* **Source data**
■ ■ ■ ■ ■
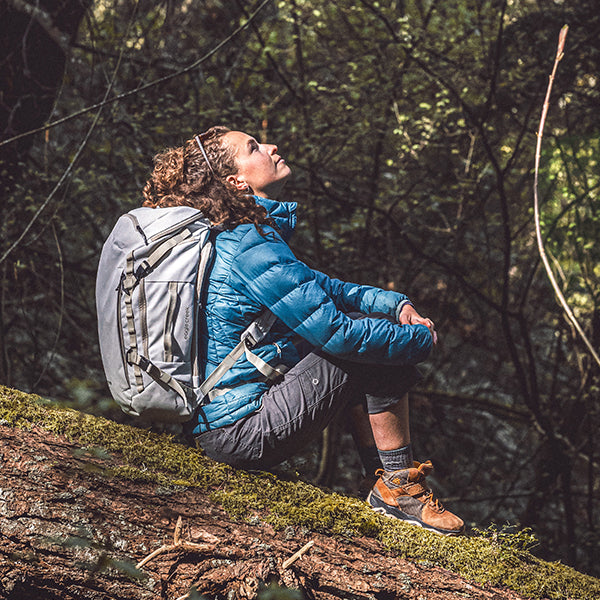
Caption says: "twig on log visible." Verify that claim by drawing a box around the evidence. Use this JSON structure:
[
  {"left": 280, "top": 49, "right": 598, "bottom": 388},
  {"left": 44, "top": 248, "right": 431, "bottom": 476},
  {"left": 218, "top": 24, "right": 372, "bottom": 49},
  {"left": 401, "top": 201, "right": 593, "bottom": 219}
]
[
  {"left": 533, "top": 25, "right": 600, "bottom": 369},
  {"left": 282, "top": 540, "right": 315, "bottom": 569},
  {"left": 135, "top": 516, "right": 216, "bottom": 570},
  {"left": 174, "top": 515, "right": 183, "bottom": 545}
]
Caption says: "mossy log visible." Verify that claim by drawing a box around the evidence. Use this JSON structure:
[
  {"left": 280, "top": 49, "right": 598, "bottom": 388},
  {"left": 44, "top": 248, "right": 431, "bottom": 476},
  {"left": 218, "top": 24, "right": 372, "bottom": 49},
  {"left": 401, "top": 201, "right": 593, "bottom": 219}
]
[{"left": 1, "top": 385, "right": 599, "bottom": 600}]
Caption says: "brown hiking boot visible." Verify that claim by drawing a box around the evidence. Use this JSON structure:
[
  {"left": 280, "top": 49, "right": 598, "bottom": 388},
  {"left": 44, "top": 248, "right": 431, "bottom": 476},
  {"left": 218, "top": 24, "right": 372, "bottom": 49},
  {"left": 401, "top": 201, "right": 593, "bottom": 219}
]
[{"left": 366, "top": 460, "right": 464, "bottom": 535}]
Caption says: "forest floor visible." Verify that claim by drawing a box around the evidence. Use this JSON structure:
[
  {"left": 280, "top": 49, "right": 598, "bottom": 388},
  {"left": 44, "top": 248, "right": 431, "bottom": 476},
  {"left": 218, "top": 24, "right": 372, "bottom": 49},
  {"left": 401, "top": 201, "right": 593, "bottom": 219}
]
[{"left": 1, "top": 422, "right": 532, "bottom": 600}]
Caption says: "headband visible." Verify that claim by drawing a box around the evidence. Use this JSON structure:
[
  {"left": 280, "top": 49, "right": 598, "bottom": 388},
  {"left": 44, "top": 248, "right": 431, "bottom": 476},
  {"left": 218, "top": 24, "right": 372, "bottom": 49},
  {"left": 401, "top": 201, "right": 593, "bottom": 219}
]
[{"left": 195, "top": 135, "right": 215, "bottom": 175}]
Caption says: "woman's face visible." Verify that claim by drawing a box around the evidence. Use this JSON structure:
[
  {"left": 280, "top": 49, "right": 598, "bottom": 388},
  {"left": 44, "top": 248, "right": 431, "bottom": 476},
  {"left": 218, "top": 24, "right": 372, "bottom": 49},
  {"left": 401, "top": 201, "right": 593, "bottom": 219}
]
■ ■ ■ ■ ■
* **What needs to be done**
Since only lines holding the word "drawing" matter, count them in the data above and report the number alone.

* **Task output**
6